[Text passage]
══════

Who were the most incompetent generals of all time?

I recently read an interesting book, Hell Riders, that looked at the Charge of the Light Brigade. He pointed out that the numbers wounded weren’t quite as severe as led to believe. Also, strictly speaking, the charge was a moderate success. The charge broke through the russian lines and threatened to route the russian cavalry behind the artillery.

Granted, there was SERIOUS miscommunication going on, and they were most likely supposed to attack the Russians on one of the hills, and charging straight at an artillery line through cross fire makes one question the logic.

But the conventional wisdom of the Charge as a bloodbath for no reason, that failed, is not entirely accurate.

Apparently there is a group of historians that are revisiting just how bad McClellan was. I personally am under the “Little Mac was a fool” banner, but there are historians who disagree, who say he was a victim of Washington politics. And as for the overestimating of the Rebel strength, that was due to … damn, I can’t remember his name,… the railroad detective… shoot. Anywho, I’ve never read WHY the guy got the numbers so wrong. It would be interesting to see if he was using some wildly ineffective counting needs, or was mislead by Confederate spies, or was a Con-symp.

══════

[Extracted data entries]
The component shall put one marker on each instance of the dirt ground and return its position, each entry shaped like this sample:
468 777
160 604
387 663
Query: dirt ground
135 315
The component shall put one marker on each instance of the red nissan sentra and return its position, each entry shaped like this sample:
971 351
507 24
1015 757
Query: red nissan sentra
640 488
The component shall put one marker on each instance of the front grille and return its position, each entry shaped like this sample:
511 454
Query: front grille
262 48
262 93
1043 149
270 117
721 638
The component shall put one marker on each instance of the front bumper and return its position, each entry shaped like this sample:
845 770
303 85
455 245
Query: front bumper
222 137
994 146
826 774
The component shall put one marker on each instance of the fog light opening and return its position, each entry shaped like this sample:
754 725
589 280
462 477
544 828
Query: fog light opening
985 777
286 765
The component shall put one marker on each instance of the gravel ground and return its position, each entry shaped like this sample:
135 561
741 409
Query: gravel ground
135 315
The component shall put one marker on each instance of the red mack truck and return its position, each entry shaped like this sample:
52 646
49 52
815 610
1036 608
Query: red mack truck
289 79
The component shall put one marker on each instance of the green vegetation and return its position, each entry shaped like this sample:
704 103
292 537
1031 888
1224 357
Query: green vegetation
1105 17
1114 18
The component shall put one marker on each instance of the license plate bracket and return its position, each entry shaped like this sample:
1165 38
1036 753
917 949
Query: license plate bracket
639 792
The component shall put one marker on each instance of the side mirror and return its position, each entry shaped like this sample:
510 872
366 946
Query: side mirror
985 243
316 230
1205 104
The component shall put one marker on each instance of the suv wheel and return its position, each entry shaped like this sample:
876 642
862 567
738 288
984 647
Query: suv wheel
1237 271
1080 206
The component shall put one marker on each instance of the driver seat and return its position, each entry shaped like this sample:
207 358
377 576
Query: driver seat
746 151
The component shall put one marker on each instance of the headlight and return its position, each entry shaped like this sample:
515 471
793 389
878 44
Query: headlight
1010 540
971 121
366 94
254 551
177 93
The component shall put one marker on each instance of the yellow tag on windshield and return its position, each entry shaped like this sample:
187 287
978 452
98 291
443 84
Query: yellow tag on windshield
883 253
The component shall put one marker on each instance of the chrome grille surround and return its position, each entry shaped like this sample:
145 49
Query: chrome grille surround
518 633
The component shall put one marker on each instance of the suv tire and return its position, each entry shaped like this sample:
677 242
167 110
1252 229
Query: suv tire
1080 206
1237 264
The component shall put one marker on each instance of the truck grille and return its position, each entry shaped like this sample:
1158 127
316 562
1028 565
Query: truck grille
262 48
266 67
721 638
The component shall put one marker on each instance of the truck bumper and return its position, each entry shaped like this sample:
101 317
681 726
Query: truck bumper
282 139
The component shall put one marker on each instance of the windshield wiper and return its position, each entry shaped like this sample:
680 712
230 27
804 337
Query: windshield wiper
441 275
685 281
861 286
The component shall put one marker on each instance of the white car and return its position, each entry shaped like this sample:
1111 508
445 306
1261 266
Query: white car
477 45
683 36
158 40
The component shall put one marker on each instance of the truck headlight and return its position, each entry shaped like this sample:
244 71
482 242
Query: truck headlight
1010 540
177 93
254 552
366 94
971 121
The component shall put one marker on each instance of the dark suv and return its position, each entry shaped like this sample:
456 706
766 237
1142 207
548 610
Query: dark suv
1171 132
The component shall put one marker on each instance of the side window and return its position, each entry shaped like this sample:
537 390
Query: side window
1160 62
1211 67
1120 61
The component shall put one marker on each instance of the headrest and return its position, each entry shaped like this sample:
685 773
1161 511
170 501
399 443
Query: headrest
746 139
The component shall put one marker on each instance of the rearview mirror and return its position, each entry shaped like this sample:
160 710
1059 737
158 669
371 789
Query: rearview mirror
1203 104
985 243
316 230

══════

[Objective 1] Edit the discussion of incompetent generals by giving everything from "Who were the" down to "not entirely accurate." again, replacing "Light Brigade" with "Heavy Brigade".
[Objective 2] Resume the discussion of incompetent generals from the point at which it stops.

[Written answer 1]
Who were the most incompetent generals of all time?

I recently read an interesting book, Hell Riders, that looked at the Charge of the Heavy Brigade. He pointed out that the numbers wounded weren’t quite as severe as led to believe. Also, strictly speaking, the charge was a moderate success. The charge broke through the russian lines and threatened to route the russian cavalry behind the artillery.

Granted, there was SERIOUS miscommunication going on, and they were most likely supposed to attack the Russians on one of the hills, and charging straight at an artillery line through cross fire makes one question the logic.

But the conventional wisdom of the Charge as a bloodbath for no reason, that failed, is not entirely accurate.

[Written answer 2]
And in his run for presidency, McClellan opposed his own parties platform of ending the war and negotiating. That was the party platform. McClellan stated that he would continue the fight. I’m sure McClellan was much more open to the idea of negotiation than Lincoln ever would be, but to say McClellan was going to end the war isn’t totally accurate.

Interesting if true, I knew the brigade wasn’t completely destroyed (although did take heavy casualties), but was unaware that it had been even moderately successful on a tactical level.

I hate to say this, because I deeply admire the man and what he achieved and stood for, but I have to nominate Jimmy Doolittle. As head of a commission to investigate military training post-WW2, he is widely held to be responsible for a “humanizing” move in basic training that is said to have lost the U.S. several key battles in Korea.

Doolittle might just have been an idealist old commander in a cynical new era. The U.S. citizen-soldier of WW2, impressed quickly into a mass national emergency, was well trained, but not well indoctrinated - not at all what was needed to fight a Cold War, where indoctrination was essential to define enemy, duty, and country itself.

Allan Pinkerton

I might take issue with this as well. As incompetent as McClellan seems today the real incompetence is in his civilian command who put his square peg in the round hole of field command.

Had McClellan stayed in Maryland as the general in charge of recruitment, training, preparation and logistics the war might have ended earlier. McClellan was a true genius of organization.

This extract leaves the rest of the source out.